• _Task goal_: Take the lines below beginning at the line that has "hey so can you find the undermount" and stopping after the line that has "hey so can you find the water", and print them exactly as they are, with no other lines.

Saved data entries:

____________________

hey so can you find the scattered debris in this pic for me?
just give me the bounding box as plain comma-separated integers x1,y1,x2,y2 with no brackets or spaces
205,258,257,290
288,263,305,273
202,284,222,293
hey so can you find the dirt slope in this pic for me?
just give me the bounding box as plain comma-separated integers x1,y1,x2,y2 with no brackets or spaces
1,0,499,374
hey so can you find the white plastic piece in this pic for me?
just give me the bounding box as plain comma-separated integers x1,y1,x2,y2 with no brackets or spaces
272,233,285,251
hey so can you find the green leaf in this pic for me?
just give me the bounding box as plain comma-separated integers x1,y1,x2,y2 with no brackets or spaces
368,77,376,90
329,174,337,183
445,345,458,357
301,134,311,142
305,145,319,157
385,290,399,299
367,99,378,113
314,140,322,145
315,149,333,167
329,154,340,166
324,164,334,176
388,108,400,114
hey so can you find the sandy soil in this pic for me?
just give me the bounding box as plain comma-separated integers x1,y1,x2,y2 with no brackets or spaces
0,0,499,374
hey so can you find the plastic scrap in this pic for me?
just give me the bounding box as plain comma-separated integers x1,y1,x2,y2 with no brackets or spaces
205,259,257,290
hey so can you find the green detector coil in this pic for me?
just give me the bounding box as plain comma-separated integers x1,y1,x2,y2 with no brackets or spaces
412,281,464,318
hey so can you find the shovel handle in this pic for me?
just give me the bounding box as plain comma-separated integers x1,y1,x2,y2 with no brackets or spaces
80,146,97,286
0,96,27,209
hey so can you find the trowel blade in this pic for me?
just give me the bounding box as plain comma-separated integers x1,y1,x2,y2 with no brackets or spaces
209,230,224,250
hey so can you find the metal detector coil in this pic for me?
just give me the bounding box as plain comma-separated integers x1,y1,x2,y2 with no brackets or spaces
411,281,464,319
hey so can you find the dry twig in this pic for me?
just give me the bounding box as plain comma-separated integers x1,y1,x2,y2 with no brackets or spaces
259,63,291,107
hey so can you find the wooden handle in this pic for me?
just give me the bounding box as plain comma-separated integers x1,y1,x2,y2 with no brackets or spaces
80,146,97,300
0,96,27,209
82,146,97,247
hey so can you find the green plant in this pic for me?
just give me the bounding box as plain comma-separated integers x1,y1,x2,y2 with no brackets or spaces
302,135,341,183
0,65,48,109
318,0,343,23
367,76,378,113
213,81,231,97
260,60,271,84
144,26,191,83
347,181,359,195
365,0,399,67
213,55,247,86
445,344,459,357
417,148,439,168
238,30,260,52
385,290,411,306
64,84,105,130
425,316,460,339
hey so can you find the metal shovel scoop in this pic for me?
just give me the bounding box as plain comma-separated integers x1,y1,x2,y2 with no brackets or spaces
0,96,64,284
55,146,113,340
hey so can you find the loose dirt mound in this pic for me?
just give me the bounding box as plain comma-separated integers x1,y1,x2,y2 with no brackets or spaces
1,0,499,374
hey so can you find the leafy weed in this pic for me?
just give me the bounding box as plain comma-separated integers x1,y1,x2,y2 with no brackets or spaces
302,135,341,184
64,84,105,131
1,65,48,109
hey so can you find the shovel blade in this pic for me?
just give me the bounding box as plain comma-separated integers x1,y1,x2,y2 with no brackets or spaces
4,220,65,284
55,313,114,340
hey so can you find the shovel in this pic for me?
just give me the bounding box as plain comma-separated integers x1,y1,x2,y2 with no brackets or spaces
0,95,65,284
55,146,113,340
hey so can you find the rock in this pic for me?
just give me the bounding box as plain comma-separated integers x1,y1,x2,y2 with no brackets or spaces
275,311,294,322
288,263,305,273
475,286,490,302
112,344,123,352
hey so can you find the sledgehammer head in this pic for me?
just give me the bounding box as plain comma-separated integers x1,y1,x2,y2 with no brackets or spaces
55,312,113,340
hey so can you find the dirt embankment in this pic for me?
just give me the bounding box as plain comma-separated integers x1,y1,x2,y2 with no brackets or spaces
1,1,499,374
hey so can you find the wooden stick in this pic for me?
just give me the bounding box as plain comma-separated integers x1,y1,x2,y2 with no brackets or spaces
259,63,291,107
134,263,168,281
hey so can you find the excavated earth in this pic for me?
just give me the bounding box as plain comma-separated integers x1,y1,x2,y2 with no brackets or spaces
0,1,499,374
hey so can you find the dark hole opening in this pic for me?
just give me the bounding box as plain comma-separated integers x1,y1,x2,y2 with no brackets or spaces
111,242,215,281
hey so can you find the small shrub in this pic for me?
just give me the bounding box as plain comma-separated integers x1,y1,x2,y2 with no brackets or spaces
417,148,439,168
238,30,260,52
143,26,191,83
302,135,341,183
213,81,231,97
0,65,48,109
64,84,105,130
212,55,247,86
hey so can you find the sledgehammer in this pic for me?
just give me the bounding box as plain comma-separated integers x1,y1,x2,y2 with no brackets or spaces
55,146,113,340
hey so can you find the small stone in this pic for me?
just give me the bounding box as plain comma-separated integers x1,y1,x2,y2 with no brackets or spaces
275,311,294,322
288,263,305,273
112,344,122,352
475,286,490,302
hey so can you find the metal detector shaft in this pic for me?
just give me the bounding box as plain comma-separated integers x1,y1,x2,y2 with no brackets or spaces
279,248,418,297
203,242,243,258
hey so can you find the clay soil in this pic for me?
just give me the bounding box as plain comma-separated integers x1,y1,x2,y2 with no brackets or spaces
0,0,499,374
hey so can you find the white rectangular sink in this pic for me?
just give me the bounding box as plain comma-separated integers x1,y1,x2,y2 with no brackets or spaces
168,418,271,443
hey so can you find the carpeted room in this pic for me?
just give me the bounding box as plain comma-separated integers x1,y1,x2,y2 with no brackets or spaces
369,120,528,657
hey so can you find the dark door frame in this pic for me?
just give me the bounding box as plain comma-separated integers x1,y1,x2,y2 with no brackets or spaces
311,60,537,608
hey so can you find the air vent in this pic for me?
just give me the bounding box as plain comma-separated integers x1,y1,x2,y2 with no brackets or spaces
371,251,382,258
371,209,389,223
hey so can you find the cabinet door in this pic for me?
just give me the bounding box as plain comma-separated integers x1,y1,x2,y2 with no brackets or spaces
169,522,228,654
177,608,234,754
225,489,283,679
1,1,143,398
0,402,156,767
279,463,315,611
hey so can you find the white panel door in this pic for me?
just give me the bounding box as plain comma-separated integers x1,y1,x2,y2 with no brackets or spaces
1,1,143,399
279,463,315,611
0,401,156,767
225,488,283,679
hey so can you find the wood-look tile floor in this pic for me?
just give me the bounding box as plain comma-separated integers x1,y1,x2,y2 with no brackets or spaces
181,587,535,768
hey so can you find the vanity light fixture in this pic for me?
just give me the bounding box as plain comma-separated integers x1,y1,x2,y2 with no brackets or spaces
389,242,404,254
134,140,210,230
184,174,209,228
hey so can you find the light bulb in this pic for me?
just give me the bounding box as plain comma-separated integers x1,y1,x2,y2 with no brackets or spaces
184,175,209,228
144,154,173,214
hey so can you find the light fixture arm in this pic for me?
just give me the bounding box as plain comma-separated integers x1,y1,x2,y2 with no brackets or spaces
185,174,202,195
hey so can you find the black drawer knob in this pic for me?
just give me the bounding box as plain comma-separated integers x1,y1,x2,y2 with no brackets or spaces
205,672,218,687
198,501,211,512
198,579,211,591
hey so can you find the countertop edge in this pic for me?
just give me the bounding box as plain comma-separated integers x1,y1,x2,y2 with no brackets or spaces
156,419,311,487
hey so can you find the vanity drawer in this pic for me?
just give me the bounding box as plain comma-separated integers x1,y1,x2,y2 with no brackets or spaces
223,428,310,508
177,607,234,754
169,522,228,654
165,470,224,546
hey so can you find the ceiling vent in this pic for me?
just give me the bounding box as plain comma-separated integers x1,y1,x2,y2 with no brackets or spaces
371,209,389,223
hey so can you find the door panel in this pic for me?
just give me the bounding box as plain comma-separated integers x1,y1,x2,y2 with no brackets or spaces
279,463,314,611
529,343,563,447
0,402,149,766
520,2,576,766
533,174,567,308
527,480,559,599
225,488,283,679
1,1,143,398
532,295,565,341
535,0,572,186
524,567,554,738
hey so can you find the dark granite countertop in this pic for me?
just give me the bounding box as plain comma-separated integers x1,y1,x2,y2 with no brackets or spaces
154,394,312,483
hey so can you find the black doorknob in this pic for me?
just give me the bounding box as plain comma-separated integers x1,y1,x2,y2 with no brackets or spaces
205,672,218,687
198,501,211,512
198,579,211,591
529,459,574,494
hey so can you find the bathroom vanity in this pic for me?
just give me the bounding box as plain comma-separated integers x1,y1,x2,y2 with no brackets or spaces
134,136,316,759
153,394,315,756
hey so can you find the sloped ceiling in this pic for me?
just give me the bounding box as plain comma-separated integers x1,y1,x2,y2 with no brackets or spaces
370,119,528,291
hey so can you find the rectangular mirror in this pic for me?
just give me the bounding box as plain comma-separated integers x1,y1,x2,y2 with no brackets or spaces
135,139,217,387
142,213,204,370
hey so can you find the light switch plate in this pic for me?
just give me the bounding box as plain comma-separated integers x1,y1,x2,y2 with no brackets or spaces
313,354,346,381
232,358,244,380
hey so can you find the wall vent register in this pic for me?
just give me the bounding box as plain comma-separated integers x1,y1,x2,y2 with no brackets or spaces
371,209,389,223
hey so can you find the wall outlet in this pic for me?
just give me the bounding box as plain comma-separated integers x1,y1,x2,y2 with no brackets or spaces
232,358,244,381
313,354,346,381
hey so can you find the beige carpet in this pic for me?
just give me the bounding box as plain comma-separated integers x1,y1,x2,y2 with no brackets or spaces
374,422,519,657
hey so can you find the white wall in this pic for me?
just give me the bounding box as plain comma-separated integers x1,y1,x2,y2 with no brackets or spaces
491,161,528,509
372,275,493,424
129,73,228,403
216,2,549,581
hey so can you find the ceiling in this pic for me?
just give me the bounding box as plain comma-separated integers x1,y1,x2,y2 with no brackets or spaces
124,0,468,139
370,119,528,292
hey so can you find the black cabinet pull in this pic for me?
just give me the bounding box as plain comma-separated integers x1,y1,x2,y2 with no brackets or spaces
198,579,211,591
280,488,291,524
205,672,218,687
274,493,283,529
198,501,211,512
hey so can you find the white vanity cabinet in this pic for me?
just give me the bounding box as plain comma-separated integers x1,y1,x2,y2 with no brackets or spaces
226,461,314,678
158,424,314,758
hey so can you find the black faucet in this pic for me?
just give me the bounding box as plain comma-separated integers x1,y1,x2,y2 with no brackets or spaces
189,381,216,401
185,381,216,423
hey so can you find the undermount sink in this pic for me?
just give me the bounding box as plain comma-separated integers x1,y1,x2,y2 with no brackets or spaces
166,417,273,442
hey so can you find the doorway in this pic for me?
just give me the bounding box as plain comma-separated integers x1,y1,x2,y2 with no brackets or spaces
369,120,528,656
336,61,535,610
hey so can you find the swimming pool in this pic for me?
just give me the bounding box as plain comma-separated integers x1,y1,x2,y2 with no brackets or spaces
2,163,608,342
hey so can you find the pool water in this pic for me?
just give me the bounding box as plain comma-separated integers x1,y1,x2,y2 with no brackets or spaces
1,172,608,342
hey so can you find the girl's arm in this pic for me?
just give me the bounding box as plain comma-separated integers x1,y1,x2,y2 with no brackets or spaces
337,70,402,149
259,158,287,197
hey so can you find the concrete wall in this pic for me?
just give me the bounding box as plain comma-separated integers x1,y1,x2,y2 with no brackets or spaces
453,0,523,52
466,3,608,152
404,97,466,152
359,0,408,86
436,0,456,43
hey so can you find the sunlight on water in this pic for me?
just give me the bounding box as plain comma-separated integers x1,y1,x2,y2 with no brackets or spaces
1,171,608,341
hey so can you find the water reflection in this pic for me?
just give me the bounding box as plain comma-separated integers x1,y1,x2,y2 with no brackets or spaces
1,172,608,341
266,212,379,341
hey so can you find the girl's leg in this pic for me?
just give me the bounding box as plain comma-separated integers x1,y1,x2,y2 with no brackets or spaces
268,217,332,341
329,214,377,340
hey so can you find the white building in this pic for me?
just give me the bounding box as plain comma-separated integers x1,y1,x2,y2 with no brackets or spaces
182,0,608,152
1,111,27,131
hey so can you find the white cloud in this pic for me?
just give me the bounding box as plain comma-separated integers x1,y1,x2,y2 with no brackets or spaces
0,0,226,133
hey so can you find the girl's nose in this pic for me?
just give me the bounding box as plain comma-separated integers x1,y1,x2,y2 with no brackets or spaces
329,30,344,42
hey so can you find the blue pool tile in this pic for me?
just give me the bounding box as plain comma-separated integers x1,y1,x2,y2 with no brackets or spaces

____________________

• _Reply_:
hey so can you find the undermount sink in this pic for me?
just give me the bounding box as plain comma-separated integers x1,y1,x2,y2 with no brackets or spaces
166,417,273,442
hey so can you find the doorway in this pic for me?
just give me the bounding box as plain comma-separated integers x1,y1,x2,y2 with no brackets or spaces
369,120,528,656
336,61,535,610
hey so can you find the swimming pool in this pic for me?
just give me the bounding box as plain comma-separated integers x1,y1,x2,y2 with no brackets or spaces
2,163,608,342
hey so can you find the pool water in this pic for me?
just give me the bounding box as plain comma-separated integers x1,y1,x2,y2 with no brackets or spaces
1,172,608,342
hey so can you find the girl's arm in this pic for me?
just give me the bounding box as plain comma-separated integers x1,y1,x2,y2 with no brackets or spaces
337,70,402,149
259,158,287,197
hey so can you find the concrete wall in this pic for me?
just give me the bounding box as plain comma-separated integers x1,y1,x2,y2 with no brackets or spaces
453,0,523,52
466,3,608,152
404,97,466,152
359,0,408,86
436,0,456,43
hey so can you find the sunlight on water in this pic for me?
just give me the bounding box as plain comma-separated integers x1,y1,x2,y2 with no brackets or spaces
1,171,608,341
hey so can you find the water reflection in this pic for me?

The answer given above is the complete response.